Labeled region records
════════════════

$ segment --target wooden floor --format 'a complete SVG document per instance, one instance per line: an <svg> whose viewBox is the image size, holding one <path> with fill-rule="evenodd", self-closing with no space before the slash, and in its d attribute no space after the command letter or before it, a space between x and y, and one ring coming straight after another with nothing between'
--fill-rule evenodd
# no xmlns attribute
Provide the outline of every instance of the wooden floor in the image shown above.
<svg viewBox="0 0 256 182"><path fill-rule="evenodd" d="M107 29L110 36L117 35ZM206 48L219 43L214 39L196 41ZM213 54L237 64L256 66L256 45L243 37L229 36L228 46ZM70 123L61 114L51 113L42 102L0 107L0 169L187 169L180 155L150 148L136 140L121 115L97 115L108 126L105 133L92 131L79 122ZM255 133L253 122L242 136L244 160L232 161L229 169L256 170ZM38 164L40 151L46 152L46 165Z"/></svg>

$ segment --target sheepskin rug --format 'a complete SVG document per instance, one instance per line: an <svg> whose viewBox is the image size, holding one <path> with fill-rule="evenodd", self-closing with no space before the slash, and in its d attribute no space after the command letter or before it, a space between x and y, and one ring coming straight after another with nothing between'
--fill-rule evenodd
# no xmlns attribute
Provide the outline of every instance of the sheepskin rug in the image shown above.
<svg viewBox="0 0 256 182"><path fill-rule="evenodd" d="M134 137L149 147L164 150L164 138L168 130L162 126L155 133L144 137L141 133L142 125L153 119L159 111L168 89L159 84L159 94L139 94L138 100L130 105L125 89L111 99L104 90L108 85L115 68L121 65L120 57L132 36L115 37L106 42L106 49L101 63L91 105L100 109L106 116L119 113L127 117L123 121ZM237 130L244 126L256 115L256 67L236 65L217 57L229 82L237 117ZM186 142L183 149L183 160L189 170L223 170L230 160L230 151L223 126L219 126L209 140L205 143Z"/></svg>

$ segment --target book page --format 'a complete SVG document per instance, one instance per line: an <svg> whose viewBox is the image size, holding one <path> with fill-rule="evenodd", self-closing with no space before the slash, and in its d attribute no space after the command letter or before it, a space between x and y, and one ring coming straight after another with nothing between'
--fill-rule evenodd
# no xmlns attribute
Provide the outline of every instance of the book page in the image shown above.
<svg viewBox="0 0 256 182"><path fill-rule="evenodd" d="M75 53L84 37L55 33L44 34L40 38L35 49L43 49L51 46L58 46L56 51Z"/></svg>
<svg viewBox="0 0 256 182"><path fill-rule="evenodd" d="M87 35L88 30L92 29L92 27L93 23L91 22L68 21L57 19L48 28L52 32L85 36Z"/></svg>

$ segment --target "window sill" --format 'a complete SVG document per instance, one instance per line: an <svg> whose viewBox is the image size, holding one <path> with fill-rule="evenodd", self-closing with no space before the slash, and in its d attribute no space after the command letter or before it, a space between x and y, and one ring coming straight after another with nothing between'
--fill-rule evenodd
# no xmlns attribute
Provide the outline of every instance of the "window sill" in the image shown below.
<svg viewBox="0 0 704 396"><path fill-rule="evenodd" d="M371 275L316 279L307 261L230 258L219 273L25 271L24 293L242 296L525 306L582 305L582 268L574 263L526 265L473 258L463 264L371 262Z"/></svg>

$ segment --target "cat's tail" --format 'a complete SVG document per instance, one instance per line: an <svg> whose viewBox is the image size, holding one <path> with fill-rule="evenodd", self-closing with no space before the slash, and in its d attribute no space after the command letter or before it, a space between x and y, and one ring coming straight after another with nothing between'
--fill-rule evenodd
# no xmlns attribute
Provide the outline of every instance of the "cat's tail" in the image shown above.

════════════════

Written task>
Copy these lines exactly as they are, covering all the records.

Response to this task>
$ segment --target wooden floor --format 'a complete SVG document per instance, one instance per line: an <svg> whose viewBox is the image size, holding one <path> with fill-rule="evenodd", self-closing with no space before the slash, and in its d attribute no space after the command letter or before it, a space between x and y, and one ring coming straight after another with nothing between'
--fill-rule evenodd
# no xmlns attribute
Provide the outline of every instance of the wooden floor in the image shown above.
<svg viewBox="0 0 256 182"><path fill-rule="evenodd" d="M107 29L110 36L117 35ZM206 48L219 43L214 39L196 41ZM213 54L237 64L256 66L256 45L243 37L229 36L228 46ZM70 123L61 114L51 113L42 102L0 107L0 169L187 169L180 155L150 148L136 140L121 115L97 115L108 126L105 133L92 131L79 122ZM255 133L253 122L242 136L244 160L232 161L229 169L256 170ZM38 164L40 151L46 152L46 165Z"/></svg>

$ segment --target sheepskin rug --format 'a complete SVG document per instance, one instance per line: an <svg> whose viewBox is the image size, holding one <path> with fill-rule="evenodd", self-closing with no space before the slash, and in its d attribute no space after the command letter or before it, a space between x and y, and one ring coming straight after another with nothing between'
--fill-rule evenodd
# no xmlns attribute
Provide the outline of every instance of the sheepskin rug in the image shown above.
<svg viewBox="0 0 256 182"><path fill-rule="evenodd" d="M134 137L149 147L164 150L164 138L168 130L162 126L155 133L144 137L141 133L142 125L153 119L159 111L168 89L159 84L159 94L139 94L138 100L130 105L125 89L111 99L104 90L108 85L115 68L121 65L120 57L132 36L115 37L106 42L106 49L101 63L91 105L100 109L106 116L119 113L127 117L123 121ZM237 130L244 126L256 115L256 67L236 65L217 57L229 82L237 117ZM186 142L183 149L183 160L189 170L223 170L230 160L230 151L223 126L219 126L209 140L205 143Z"/></svg>

$ segment --target book page --format 'a complete SVG document per instance, one instance per line: an <svg> whose viewBox is the image size, holding one <path> with fill-rule="evenodd", self-closing with no space before the slash, and in its d attribute no space after the command letter or before it, a space between x and y, and one ring coming straight after another with nothing between'
--fill-rule evenodd
# no xmlns attribute
Provide the outline of every instance of the book page in the image shown above.
<svg viewBox="0 0 256 182"><path fill-rule="evenodd" d="M75 53L84 37L55 33L44 34L40 38L35 49L43 49L51 46L58 46L56 51Z"/></svg>
<svg viewBox="0 0 256 182"><path fill-rule="evenodd" d="M87 35L88 30L92 29L92 27L93 23L91 22L68 21L57 19L48 28L52 32L85 36Z"/></svg>

$ segment --target "window sill" --format 'a complete SVG document per instance, one instance per line: an <svg> whose viewBox is the image size, holding one <path> with fill-rule="evenodd", self-closing with no space before the slash, and in its d attribute no space after the command letter or before it, a space between x and y, and one ring coming straight after another with nothing between'
--fill-rule evenodd
# no xmlns attribute
Provide the outline of every instance of the "window sill" in the image shown below.
<svg viewBox="0 0 704 396"><path fill-rule="evenodd" d="M371 275L316 279L307 261L230 258L219 273L25 271L24 293L242 296L525 306L582 305L582 268L574 263L526 265L473 258L463 264L371 262Z"/></svg>

$ segment --target "cat's tail" --format 'a complete SVG document per instance, one instance per line: an <svg> whose viewBox is the image size, holding one <path> with fill-rule="evenodd", self-closing with no space before the slash, and in its d attribute no space after the command letter or before it, a space between x and y, and one ring coming straight after another with nothing between'
--fill-rule evenodd
# no xmlns attribute
Provide the outline of every instance of the "cat's tail" in the image shown above.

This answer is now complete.